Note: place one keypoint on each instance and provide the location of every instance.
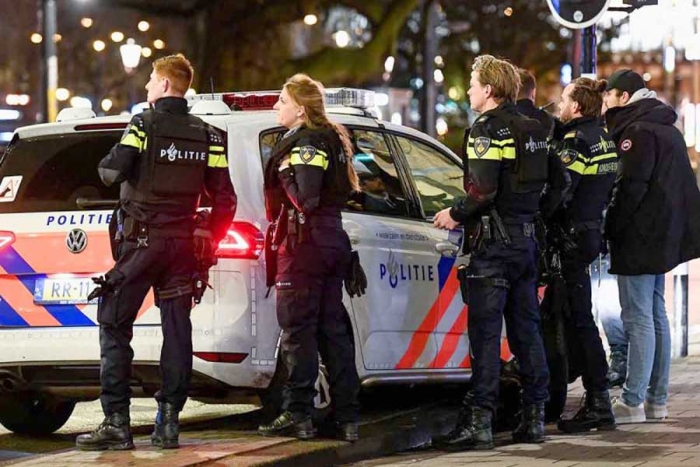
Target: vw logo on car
(76, 241)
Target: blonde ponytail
(308, 94)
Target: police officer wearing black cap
(508, 167)
(307, 182)
(164, 162)
(526, 100)
(588, 152)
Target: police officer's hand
(204, 247)
(443, 220)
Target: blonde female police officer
(307, 182)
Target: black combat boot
(617, 369)
(347, 432)
(166, 432)
(531, 427)
(114, 433)
(595, 414)
(473, 431)
(289, 425)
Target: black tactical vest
(335, 186)
(171, 172)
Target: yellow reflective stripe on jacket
(602, 157)
(308, 155)
(498, 150)
(134, 137)
(217, 161)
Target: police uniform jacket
(131, 163)
(588, 153)
(653, 222)
(491, 157)
(315, 183)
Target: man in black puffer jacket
(653, 224)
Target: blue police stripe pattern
(67, 315)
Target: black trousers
(584, 341)
(314, 321)
(490, 300)
(167, 263)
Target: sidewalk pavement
(674, 442)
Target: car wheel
(273, 397)
(34, 413)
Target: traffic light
(578, 14)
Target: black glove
(356, 281)
(204, 247)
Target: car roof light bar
(265, 100)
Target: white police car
(410, 326)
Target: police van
(410, 327)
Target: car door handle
(447, 249)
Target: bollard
(680, 311)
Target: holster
(271, 254)
(116, 231)
(463, 286)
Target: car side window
(438, 177)
(381, 190)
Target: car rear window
(55, 170)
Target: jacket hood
(648, 109)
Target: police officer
(307, 182)
(163, 162)
(589, 154)
(508, 168)
(526, 100)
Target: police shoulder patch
(481, 145)
(307, 153)
(568, 157)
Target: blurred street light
(131, 55)
(389, 64)
(62, 94)
(342, 39)
(17, 99)
(106, 104)
(80, 102)
(438, 76)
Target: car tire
(34, 413)
(272, 398)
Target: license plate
(63, 291)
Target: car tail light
(6, 239)
(243, 241)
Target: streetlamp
(131, 55)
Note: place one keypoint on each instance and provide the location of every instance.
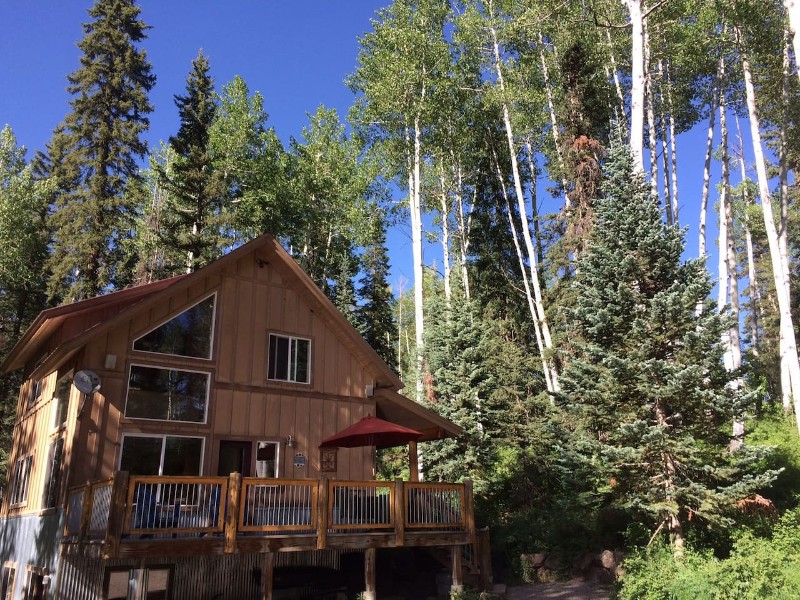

Goal of the exercise —
With the images left out, set down each record exactly as it appears.

Your solution —
Note: place one keypoint on each instance and provide the location of every instance.
Target: vw logo on car
(76, 241)
Target: blonde ponytail
(308, 94)
Target: police officer wearing black cap
(508, 167)
(307, 182)
(164, 162)
(526, 100)
(588, 152)
Target: police officer's hand
(204, 247)
(443, 220)
Target: blonde female police officer
(307, 182)
Target: black combat boot
(617, 369)
(347, 432)
(166, 432)
(531, 427)
(114, 433)
(595, 414)
(473, 431)
(289, 425)
Target: black tactical vest
(335, 186)
(171, 172)
Target: yellow reflective stripe on jacket
(602, 157)
(308, 155)
(498, 150)
(134, 137)
(217, 161)
Target: police uniform jacket
(131, 163)
(588, 153)
(653, 222)
(491, 157)
(315, 183)
Target: man in black puffer jacket
(653, 224)
Target: blue police stripe pattern
(67, 315)
Target: black trousers
(584, 341)
(314, 321)
(490, 300)
(167, 263)
Target: sidewalk pavement
(674, 442)
Target: car wheel
(273, 397)
(34, 413)
Target: traffic light
(578, 14)
Target: black glove
(356, 281)
(204, 247)
Target: car roof light bar
(265, 100)
Target: white police car
(410, 326)
Target: police van
(410, 327)
Target: car door handle
(447, 249)
Target: bollard
(680, 311)
Target: holster
(271, 254)
(116, 231)
(463, 286)
Target: car side window
(438, 177)
(381, 190)
Target: car rear window
(55, 170)
Target: jacket hood
(648, 109)
Target: police officer
(307, 182)
(163, 162)
(589, 154)
(508, 168)
(526, 100)
Target: police shoulder patch
(481, 145)
(307, 153)
(568, 157)
Target: blurred street light
(131, 55)
(389, 64)
(62, 94)
(342, 39)
(17, 99)
(106, 104)
(80, 102)
(438, 76)
Target: car tire
(34, 413)
(272, 398)
Target: license plate
(63, 291)
Target: car tail light
(6, 239)
(243, 241)
Target: streetlamp
(131, 55)
Note: place one keypoint on each instance and provide the location of every instance.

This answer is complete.